Dataset excerpt

◆ ◆ ◆

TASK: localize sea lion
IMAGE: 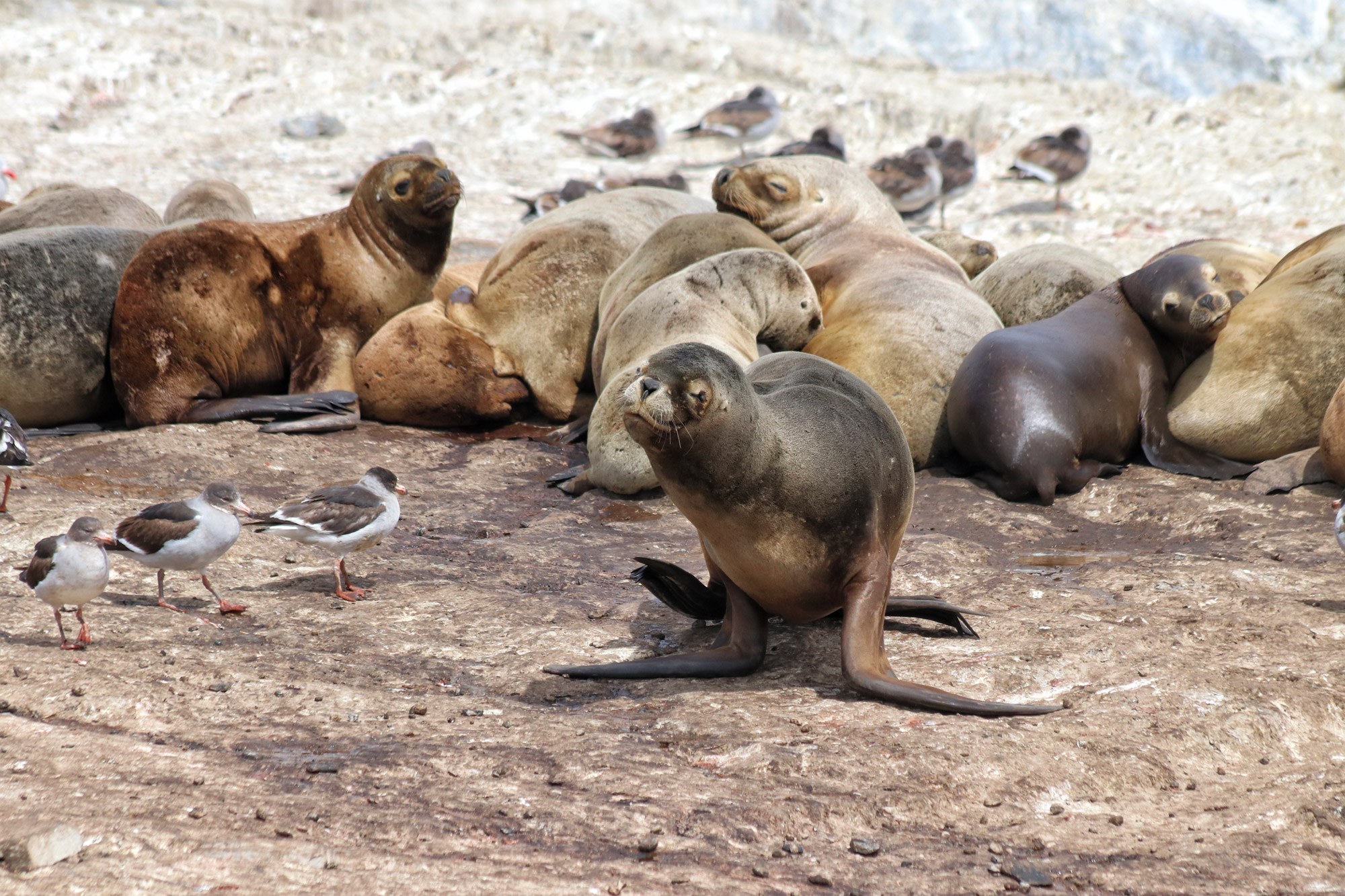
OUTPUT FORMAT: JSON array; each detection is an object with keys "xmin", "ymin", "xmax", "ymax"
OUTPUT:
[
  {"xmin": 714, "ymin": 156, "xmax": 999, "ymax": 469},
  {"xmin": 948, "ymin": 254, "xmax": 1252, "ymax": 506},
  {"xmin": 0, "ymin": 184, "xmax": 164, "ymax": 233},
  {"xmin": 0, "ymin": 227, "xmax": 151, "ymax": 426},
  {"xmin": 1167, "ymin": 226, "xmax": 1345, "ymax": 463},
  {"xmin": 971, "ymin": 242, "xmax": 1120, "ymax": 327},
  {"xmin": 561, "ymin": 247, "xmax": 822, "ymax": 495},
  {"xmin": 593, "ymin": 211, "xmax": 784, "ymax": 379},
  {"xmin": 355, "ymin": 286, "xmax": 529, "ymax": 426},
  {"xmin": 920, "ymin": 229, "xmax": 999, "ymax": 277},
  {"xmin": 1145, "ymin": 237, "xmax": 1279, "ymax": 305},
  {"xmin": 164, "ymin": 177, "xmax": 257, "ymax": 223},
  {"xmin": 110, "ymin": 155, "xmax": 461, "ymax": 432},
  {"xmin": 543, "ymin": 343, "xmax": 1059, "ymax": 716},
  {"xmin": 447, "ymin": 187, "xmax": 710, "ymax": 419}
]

◆ ◆ ◆

**Task**:
Can you edit the entries above so that "localize" reads "locate", leaving everything else the same? Leave the pictures out of your answer.

**Finished task**:
TASK: locate sea lion
IMAGE: 
OUTPUT FORMAT: JSON array; each detection is an object with keys "xmin", "ymin", "xmax", "ymax"
OUTPUT:
[
  {"xmin": 714, "ymin": 156, "xmax": 999, "ymax": 469},
  {"xmin": 948, "ymin": 254, "xmax": 1252, "ymax": 506},
  {"xmin": 0, "ymin": 184, "xmax": 164, "ymax": 233},
  {"xmin": 0, "ymin": 227, "xmax": 151, "ymax": 426},
  {"xmin": 1167, "ymin": 226, "xmax": 1345, "ymax": 463},
  {"xmin": 971, "ymin": 242, "xmax": 1120, "ymax": 327},
  {"xmin": 561, "ymin": 247, "xmax": 822, "ymax": 495},
  {"xmin": 593, "ymin": 211, "xmax": 784, "ymax": 379},
  {"xmin": 355, "ymin": 286, "xmax": 529, "ymax": 426},
  {"xmin": 920, "ymin": 229, "xmax": 999, "ymax": 277},
  {"xmin": 1145, "ymin": 237, "xmax": 1279, "ymax": 305},
  {"xmin": 164, "ymin": 177, "xmax": 257, "ymax": 223},
  {"xmin": 110, "ymin": 155, "xmax": 461, "ymax": 432},
  {"xmin": 543, "ymin": 343, "xmax": 1059, "ymax": 716},
  {"xmin": 447, "ymin": 187, "xmax": 710, "ymax": 419}
]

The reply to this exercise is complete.